Zu erledigen:
1) Als was lässt sich laut dem Textausschnitt über Segellängenjachten deren Rumpf betrachten?
2) Schreibe den Textausschnitt über Segellängenjachten nach seinem letzten Satz weiter.

Textausschnitt:
* * * * * * * * *
Die Segellängenjachten verkörperten den „Dilemma"-Typ, wie das am deutlichsten ein Vergleich des „Swan" (Bild 12) mit der "Dilemma" (Bild 7) zeigt. Löffelbug und flach ausgezogenes Heck ergeben über Wasser eine ganz ungeheure Reserveverdrängung des Oberwasserschiffes und ein im Verhältnis dazu kleines Unterwasserschiff. Daß ein nach diesen Grundsätzen konstruierter Rumpf dennoch eine weit größere segeltragende Kraft (= Stabilität) besitzt als eine der beiden vorgenannten alteren Typen, liegt an dem Stabilitätszuwachs des Oberwasserschiffes bei eintretender Krängung und an dem außerhalb des Rumpfes sehr tief gelagerten Ballast. Man kann hier den Rumpf als eine auf der Oberfläche des Wassers schwimmende Luftblase betrachten, die einmal dem tief an einem plattenförmigen Kiel gelagerten Bleiballast nach unten und den Segeln nach oben als Stützpunkt diente.
Daß dieses Konstruktionsprinzip ebenfalls keine guten Seejachten, wohl aber äußerst schnelle Rennjachten für glattes Wasser ergab, ist wohl ohne jede weitere Beweisführung ersichtlich.
* * * * * * * * *
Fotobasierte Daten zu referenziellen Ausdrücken
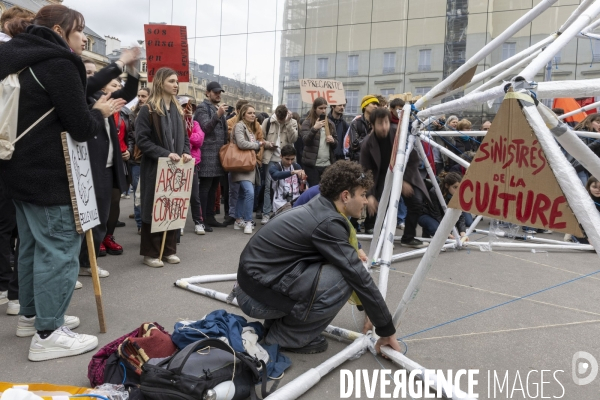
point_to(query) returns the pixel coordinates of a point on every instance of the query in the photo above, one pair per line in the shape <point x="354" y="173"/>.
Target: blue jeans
<point x="332" y="293"/>
<point x="48" y="262"/>
<point x="135" y="178"/>
<point x="245" y="201"/>
<point x="266" y="181"/>
<point x="429" y="225"/>
<point x="402" y="211"/>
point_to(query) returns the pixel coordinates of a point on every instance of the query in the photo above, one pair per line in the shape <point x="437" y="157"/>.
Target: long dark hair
<point x="312" y="115"/>
<point x="49" y="16"/>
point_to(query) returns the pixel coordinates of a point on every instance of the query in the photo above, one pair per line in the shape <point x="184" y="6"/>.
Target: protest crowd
<point x="313" y="180"/>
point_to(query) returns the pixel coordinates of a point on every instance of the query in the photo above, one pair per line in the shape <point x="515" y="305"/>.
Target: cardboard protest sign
<point x="510" y="179"/>
<point x="330" y="90"/>
<point x="171" y="195"/>
<point x="166" y="46"/>
<point x="81" y="183"/>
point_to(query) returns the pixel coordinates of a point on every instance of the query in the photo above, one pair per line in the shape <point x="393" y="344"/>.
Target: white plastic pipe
<point x="576" y="195"/>
<point x="527" y="246"/>
<point x="445" y="151"/>
<point x="310" y="378"/>
<point x="485" y="51"/>
<point x="569" y="141"/>
<point x="582" y="109"/>
<point x="439" y="240"/>
<point x="581" y="21"/>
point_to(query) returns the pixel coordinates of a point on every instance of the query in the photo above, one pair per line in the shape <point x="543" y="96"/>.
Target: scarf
<point x="353" y="240"/>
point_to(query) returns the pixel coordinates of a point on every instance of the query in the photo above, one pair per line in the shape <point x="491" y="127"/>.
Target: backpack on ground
<point x="199" y="368"/>
<point x="10" y="89"/>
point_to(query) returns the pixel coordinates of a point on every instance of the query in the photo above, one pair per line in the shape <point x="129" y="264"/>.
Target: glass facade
<point x="372" y="46"/>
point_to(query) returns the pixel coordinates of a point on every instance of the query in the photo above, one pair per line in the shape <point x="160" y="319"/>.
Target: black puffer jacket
<point x="281" y="262"/>
<point x="37" y="172"/>
<point x="312" y="140"/>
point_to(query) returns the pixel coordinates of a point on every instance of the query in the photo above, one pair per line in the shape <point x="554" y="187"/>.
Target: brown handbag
<point x="235" y="160"/>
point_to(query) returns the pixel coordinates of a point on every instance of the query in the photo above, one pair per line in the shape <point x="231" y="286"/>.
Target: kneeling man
<point x="299" y="270"/>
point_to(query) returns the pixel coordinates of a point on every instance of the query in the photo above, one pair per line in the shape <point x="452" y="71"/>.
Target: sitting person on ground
<point x="287" y="177"/>
<point x="300" y="269"/>
<point x="433" y="210"/>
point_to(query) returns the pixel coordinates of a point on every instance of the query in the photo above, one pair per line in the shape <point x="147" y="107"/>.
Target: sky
<point x="254" y="56"/>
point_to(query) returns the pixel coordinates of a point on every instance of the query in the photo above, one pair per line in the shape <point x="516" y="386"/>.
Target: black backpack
<point x="200" y="366"/>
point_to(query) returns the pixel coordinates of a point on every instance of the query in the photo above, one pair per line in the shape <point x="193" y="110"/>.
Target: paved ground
<point x="540" y="333"/>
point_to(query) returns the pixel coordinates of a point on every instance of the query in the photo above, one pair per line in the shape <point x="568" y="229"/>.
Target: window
<point x="425" y="60"/>
<point x="352" y="65"/>
<point x="294" y="102"/>
<point x="389" y="62"/>
<point x="294" y="67"/>
<point x="352" y="102"/>
<point x="508" y="50"/>
<point x="322" y="67"/>
<point x="421" y="91"/>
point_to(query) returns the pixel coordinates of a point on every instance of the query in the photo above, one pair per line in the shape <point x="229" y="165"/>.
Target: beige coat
<point x="245" y="140"/>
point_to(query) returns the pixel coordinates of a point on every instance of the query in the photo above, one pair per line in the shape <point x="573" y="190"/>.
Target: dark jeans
<point x="207" y="190"/>
<point x="414" y="207"/>
<point x="104" y="193"/>
<point x="429" y="225"/>
<point x="313" y="175"/>
<point x="8" y="225"/>
<point x="331" y="295"/>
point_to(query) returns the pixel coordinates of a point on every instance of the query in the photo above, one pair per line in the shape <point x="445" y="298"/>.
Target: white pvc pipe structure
<point x="574" y="27"/>
<point x="582" y="109"/>
<point x="484" y="52"/>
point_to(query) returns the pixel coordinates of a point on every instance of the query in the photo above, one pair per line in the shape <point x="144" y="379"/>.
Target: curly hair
<point x="344" y="175"/>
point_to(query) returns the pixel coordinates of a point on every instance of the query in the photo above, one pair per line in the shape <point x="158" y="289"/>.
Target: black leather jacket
<point x="281" y="263"/>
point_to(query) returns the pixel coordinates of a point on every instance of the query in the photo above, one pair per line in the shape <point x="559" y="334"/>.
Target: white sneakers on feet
<point x="172" y="259"/>
<point x="26" y="326"/>
<point x="61" y="343"/>
<point x="13" y="307"/>
<point x="102" y="273"/>
<point x="153" y="262"/>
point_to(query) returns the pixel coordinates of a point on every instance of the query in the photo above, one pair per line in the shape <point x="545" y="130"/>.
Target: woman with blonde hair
<point x="245" y="133"/>
<point x="160" y="132"/>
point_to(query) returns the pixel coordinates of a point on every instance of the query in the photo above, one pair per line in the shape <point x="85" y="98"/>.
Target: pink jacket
<point x="196" y="140"/>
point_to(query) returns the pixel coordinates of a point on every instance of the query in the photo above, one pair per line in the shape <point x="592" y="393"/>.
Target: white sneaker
<point x="61" y="343"/>
<point x="172" y="259"/>
<point x="26" y="326"/>
<point x="102" y="273"/>
<point x="239" y="225"/>
<point x="153" y="262"/>
<point x="199" y="229"/>
<point x="13" y="307"/>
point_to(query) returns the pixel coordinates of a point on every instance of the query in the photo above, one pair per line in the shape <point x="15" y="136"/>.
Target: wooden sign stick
<point x="162" y="246"/>
<point x="96" y="279"/>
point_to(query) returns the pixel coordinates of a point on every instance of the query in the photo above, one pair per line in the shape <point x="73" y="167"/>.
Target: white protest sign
<point x="330" y="90"/>
<point x="81" y="183"/>
<point x="171" y="194"/>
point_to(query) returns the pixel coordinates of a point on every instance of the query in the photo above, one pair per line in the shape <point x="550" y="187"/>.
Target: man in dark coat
<point x="375" y="156"/>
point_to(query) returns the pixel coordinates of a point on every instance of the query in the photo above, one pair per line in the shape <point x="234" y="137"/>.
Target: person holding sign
<point x="53" y="78"/>
<point x="318" y="134"/>
<point x="160" y="132"/>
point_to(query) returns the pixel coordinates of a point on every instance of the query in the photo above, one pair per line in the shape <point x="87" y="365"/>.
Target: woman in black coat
<point x="53" y="79"/>
<point x="164" y="136"/>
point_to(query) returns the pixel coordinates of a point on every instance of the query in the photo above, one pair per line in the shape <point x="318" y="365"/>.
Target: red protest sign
<point x="510" y="179"/>
<point x="166" y="46"/>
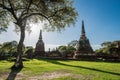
* * * * * * * * *
Ergebnisse:
1) Als eine auf der Oberfläche des Wassers schwimmende Luftblase.

2)
Wir werden später sehen, daß der Löffelbugtyp heute in unseren nationalen Seefahrtkreuzern auch ganz ausgezeichnete Seeboote ergeben kann. Aber die Länge der Überhänge unserer Seefahrtkreuzer ist dann nach Bild 41 bis 46 auch wesentlich mehr beschnitten; ferner sind V-förmige statt U-förmige Spanten für die Überhänge angewandt, wie Bild 44 am ausgeprägtesten zeigt. Während die SegeIIängenboote raffiniert leicht und zart gebaute Bootskörper besaßen, sind unsere neuen Seefahrtkreuzer in den Rumpfverbänden und der Außenbeplankung bedeutend stärker gebaut. Ihr Rumpf ist zudem nicht muldenförmig flach, sondern besitzt ein tief herabgezogenes S-förmiges Hauptspant. Der flache Rumpf der Segellängenjachten schlug in rauhem Wasser beim Kreuzen hart in jede See hinein und dröhnte dabei wie der Resonanzboden einer Geige. Der moderne Seefahrtkreuzer dagegen besitzt nach unseren heutigen Erkenntnissen den für Seegang bestgeformten Bootskörper von äußerst kräftiger Bauart, der im Seegang nicht zu heftig arbeitet. Das kräftige Unterwasserschiff ist zudem gut zum Oberwasserschiff abgestimmt. Eine derart geformte Jacht in der Bauart eines Seefahrtkreuzers, wie etwa der später in Bild 44 dargestellte 40 qm-Seefahrtkreuzer, ist trotz seiner geringen Größe sowohl für die Ost- und Nordsee als auch für das Mittelmeer usw. gleich gut geeignet.
Welch verschiedenen Eindruck machen doch diese beiden Jachten, die beide grundsätzlich dem Löffelbugtyp angehören! Der "Swan" gleitet leicht über das Wasser, die "Saga II" zerteilt es. Das erstere Boot ist dementsprechend ein Glattwasserboot, das andere ein Schwerwetterboot; das erstere liegt nervös und unruhig auf dem Ruder, das andere giert selbst in kappeliger See bei Raumschotkursen wenig oder gar nicht. Die Überhänge der "Saga II" sind stark beschnitten- aus der Erkenntnis heraus, daß bei Dwarssee, bei schräg achterlich oder schräg vorderlich einkommender See die langen, völligen Überhänge nach Art des "Swan" derartige Angriffsfächen besitzen, daß ein solches Schiff leicht außer Kurs geworfen werden kann.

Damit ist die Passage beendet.